Task instructions:
What you return must match the listing word for word.
--
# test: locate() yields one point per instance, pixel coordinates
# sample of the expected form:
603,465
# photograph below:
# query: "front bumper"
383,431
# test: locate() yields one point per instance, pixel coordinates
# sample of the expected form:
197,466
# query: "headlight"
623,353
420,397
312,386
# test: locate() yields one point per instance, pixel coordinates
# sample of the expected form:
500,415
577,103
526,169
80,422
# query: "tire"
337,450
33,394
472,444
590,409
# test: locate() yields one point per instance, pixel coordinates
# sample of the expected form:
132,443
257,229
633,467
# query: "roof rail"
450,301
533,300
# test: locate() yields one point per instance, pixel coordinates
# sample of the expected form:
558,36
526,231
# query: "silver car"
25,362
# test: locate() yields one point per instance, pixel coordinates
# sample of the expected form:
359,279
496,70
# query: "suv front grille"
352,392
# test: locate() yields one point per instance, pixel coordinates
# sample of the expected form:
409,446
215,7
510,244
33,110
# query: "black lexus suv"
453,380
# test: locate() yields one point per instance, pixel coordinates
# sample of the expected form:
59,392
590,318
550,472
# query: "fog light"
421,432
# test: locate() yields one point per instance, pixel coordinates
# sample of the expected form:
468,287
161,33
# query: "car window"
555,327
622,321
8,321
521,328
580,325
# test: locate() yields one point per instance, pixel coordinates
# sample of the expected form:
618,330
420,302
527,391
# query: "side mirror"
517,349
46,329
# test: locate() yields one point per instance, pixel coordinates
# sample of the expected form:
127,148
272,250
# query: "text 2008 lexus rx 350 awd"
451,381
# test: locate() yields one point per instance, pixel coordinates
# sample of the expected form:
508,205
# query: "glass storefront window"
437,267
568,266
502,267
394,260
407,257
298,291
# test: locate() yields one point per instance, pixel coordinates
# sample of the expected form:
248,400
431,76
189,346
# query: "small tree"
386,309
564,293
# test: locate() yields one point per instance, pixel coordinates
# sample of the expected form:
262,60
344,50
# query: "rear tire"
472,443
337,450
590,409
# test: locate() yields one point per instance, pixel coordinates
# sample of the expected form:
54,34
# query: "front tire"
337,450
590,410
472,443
--
Answer space:
# test: locate() yields one point per instance, pixel coordinates
# sample of the expected form:
603,465
# photograph below:
# query: "front bumper"
383,431
# test: locate() yields one point per instance, pixel coordinates
# sample of the expected form:
197,466
# query: "headlight"
623,353
420,397
312,386
# test: locate() yields one point per instance, pixel coordinates
# sample of the expected form:
500,415
577,103
526,169
80,422
# query: "tire"
337,450
33,394
472,444
590,409
# test: locate() yields one point per instance, pixel coordinates
# sample of the expected form:
132,443
257,229
633,467
# query: "roof rail"
450,301
533,300
# test: locate() yields one point per instance, pixel coordinates
# sample of the expected form:
558,36
526,231
# query: "silver car"
25,362
# test: locate() yields one point per instance, pixel coordinates
# sample of the expected form:
359,279
496,70
# query: "suv front grille"
352,392
# test: locate() yields one point per instance, pixel coordinates
# sample of the expected form:
409,446
215,7
510,244
33,110
# query: "black lexus suv"
453,380
# test: locate() yields one point per instance, pixel coordinates
# sample of the expected form:
59,392
590,318
550,472
# query: "fog light"
421,432
# test: locate() yields one point per instance, pixel coordinates
# sample of the expected form:
468,287
161,33
# query: "car window"
555,327
622,321
8,321
521,328
580,325
# test: locate() yields one point per instance, pixel coordinates
# sample of the expected form:
618,330
420,302
527,391
# query: "side mirror"
517,349
46,329
# test: locate() yields one point per instance, pixel coordinates
# sample of the expected form:
127,148
272,250
# query: "text 2008 lexus rx 350 awd"
451,381
# test: locate() yields one point per instance, pixel coordinates
# sample of the expected form:
508,205
# query: "glass storefront window"
437,267
568,266
502,267
394,260
407,257
298,291
# test: locate() yields one point per instance, pixel coordinates
# sample of the expected form:
248,400
431,76
189,346
# query: "small tree"
386,309
564,293
# test: locate() yields one point per instance, pixel coordinates
# sample of the expected form:
262,60
344,50
# query: "rear tire"
472,443
337,450
590,409
# test: locate() yields one point per instance, pixel coordinates
# sample of the expected form:
54,34
# query: "front tire"
337,450
590,410
472,443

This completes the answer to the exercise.